* _Problem description_
Present every line of the material below as a numbered list, omitting any blank lines.

* _The data_
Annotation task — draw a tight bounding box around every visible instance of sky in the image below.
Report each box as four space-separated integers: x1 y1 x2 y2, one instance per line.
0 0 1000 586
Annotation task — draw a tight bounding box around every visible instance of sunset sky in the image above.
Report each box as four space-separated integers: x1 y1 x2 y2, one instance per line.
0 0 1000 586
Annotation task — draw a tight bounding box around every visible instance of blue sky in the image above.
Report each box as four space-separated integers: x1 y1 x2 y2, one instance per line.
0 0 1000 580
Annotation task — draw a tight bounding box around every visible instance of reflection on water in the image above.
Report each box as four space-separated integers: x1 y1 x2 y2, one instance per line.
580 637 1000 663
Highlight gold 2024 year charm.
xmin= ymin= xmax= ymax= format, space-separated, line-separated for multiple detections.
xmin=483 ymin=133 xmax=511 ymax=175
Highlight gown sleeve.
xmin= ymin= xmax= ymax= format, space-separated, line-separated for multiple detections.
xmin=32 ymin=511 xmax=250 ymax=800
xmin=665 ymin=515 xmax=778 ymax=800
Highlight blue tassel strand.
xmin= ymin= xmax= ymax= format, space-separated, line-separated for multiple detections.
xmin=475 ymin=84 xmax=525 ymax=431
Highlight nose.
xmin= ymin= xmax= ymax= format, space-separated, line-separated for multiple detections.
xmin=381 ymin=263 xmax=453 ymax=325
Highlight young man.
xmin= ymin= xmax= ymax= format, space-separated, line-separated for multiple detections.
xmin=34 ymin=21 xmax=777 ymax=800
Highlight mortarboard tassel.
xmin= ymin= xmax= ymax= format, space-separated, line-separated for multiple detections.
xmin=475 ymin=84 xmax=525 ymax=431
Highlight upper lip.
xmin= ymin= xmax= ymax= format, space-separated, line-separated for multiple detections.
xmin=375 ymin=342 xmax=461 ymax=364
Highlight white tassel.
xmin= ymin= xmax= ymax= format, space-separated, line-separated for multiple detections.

* _In response_
1. Annotation task — draw a tight bounding box around every visible instance of sky in the image below.
2. Report each box as four space-separated integers: x1 y1 x2 y2, one instance per line.
3. 0 0 1000 586
4. Annotation task — draw a tight bounding box around every visible instance of sunset sky in the image above.
5. Report each box as four space-separated integers: x1 y1 x2 y2, one instance per line.
6. 0 0 1000 586
7. Annotation task — draw a tight bounding box around every visible instance of blue sky in the image above.
8. Report each box as four space-separated integers: x1 y1 x2 y2, one instance per line.
9. 0 0 1000 580
10. Annotation task — draw a tight bounding box around every visible instance of reflection on water in the image above.
11. Report each box as four space-separated integers: x1 y1 x2 y2, one instance per line.
12. 580 637 1000 663
13. Highlight gold 2024 year charm.
14. xmin= ymin= xmax= ymax= format, space-separated, line-separated for multiple detections.
15. xmin=483 ymin=133 xmax=511 ymax=175
16. Highlight gown sleeve.
17. xmin= ymin= xmax= ymax= format, space-separated, line-separated for multiple detections.
18. xmin=32 ymin=511 xmax=250 ymax=800
19. xmin=665 ymin=515 xmax=778 ymax=800
20. Highlight blue tassel strand.
21. xmin= ymin= xmax= ymax= format, space-separated, line-separated for multiple detections.
22. xmin=475 ymin=84 xmax=525 ymax=431
23. Highlight nose.
24. xmin= ymin= xmax= ymax= format, space-separated, line-separated for multiple detections.
25. xmin=381 ymin=263 xmax=453 ymax=325
26. Highlight young man.
27. xmin= ymin= xmax= ymax= format, space-separated, line-separated for multiple detections.
28. xmin=34 ymin=21 xmax=777 ymax=800
29. Highlight mortarboard tassel.
30. xmin= ymin= xmax= ymax= format, space-separated, line-separated for multiple detections.
31. xmin=475 ymin=84 xmax=525 ymax=431
32. Highlight upper lip.
33. xmin= ymin= xmax= ymax= format, space-separated, line-separated for multiple detections.
34. xmin=375 ymin=342 xmax=461 ymax=364
35. Highlight white tassel.
36. xmin= ymin= xmax= ymax= format, space-separated, line-separated for multiple detections.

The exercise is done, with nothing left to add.